_TUGAS ANDA_.
• a. Perbarui bagian kutipan tentang rumah Tongkonan, mulai dari "Rumah Adat Tongkonan" dan berakhir pada "akan mendapat berkah.". Tulis ulang bagian itu dengan mengganti "bermusyawarah" menjadi "berunding".
• b. Menurut kutipan tentang rumah Tongkonan, rumah ini dibuat dari kayu apa?

_KUTIPAN_.
Rumah Adat Tongkonan
Tongkonan merupakan rumah (banua) tradisional masyarakat Toraja di Sulawesi Selatan. Tongkonan sendiri berasal dari kata “tongkon” yang berarti duduk, mendapat akhiran “an”, hingga menjadi “tongkonan” yang berarti tempat duduk. Pengertian tongkonan secara luas adalah duduk bermusyawarah, mendengarkan perintah dan menyelesaikan masalah adat yang sering terjadi. Rumah Tongkonan selalu menghadap ke arah utara, yakni ke arah “ulunna lino” (kepala dunia). Menurut pandangan kosmologis masyarakat Toraja, hal ini merupakan ungkapan simbolik penghormatan sekaligus memuliakan “Puang Matua” (pencipta jagad raya). Dengan menghadap ke utara, diharapkan penghuninya akan mendapat berkah.
Secara fisik, rumah Tongkonan merupakan rumah panggung yang semula bertujuan agar penghuninya tidak mudah diganggu binatang buas dan aman dari serangan musuh. Rumah ini dibuat dari kayu nangka yang berdiri di atas pondasi batu. Bangunannya terdiri dari tiga bagian, yakni:
Bagian kaki atau kolong: biasanya digunakan untuk kandang babi atau kerbau, sehingga tidak memiliki fungsi religius.

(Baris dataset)
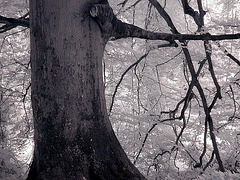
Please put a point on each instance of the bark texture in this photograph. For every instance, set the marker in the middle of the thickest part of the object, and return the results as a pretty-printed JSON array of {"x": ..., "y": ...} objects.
[{"x": 73, "y": 135}]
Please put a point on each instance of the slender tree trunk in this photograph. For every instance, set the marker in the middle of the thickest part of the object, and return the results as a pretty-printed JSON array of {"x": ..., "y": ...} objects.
[{"x": 73, "y": 135}]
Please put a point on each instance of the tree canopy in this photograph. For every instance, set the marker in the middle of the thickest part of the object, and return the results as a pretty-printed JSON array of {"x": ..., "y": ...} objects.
[{"x": 171, "y": 77}]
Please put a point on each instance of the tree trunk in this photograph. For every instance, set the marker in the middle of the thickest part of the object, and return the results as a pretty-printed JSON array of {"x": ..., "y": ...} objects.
[{"x": 72, "y": 133}]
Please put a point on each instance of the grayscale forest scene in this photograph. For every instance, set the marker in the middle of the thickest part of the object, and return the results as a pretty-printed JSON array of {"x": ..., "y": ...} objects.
[{"x": 119, "y": 89}]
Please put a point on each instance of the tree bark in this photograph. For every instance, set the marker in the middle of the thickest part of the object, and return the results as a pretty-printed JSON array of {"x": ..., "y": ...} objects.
[{"x": 73, "y": 135}]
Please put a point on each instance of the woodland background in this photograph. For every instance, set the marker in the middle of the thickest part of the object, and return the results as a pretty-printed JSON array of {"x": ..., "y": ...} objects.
[{"x": 144, "y": 84}]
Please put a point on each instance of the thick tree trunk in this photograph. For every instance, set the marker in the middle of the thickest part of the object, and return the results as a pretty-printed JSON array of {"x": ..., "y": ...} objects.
[{"x": 73, "y": 135}]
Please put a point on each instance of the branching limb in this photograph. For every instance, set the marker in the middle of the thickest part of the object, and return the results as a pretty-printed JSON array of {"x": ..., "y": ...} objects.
[
  {"x": 125, "y": 72},
  {"x": 11, "y": 23},
  {"x": 113, "y": 27}
]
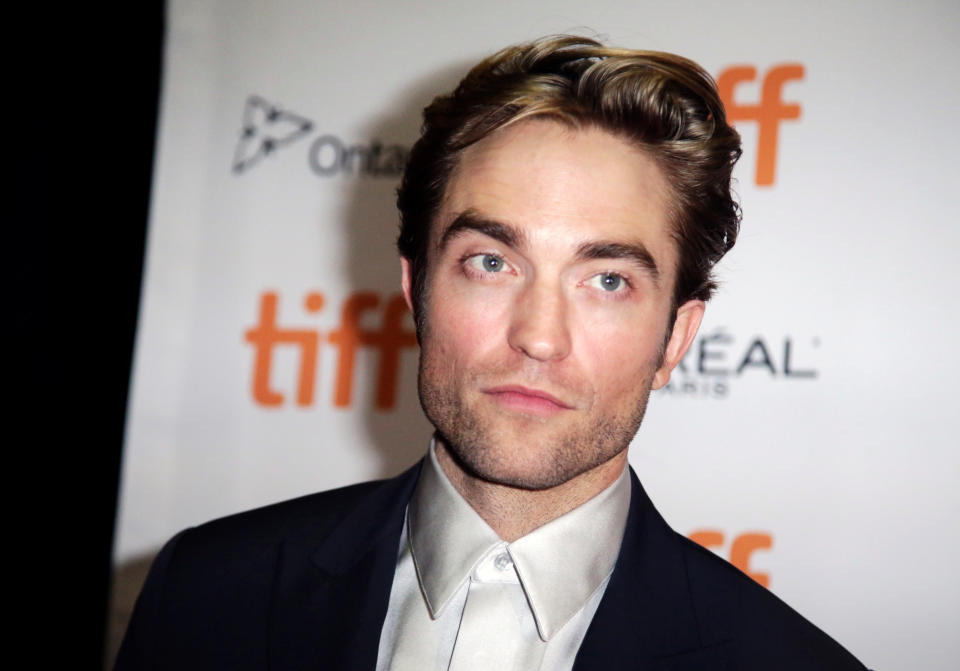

_JAWABAN TIAP TUGAS_.
• a.
Rumah Adat Tongkonan
Tongkonan merupakan rumah (banua) tradisional masyarakat Toraja di Sulawesi Selatan. Tongkonan sendiri berasal dari kata “tongkon” yang berarti duduk, mendapat akhiran “an”, hingga menjadi “tongkonan” yang berarti tempat duduk. Pengertian tongkonan secara luas adalah duduk berunding, mendengarkan perintah dan menyelesaikan masalah adat yang sering terjadi. Rumah Tongkonan selalu menghadap ke arah utara, yakni ke arah “ulunna lino” (kepala dunia). Menurut pandangan kosmologis masyarakat Toraja, hal ini merupakan ungkapan simbolik penghormatan sekaligus memuliakan “Puang Matua” (pencipta jagad raya). Dengan menghadap ke utara, diharapkan penghuninya akan mendapat berkah.

• b. Dari kayu nangka.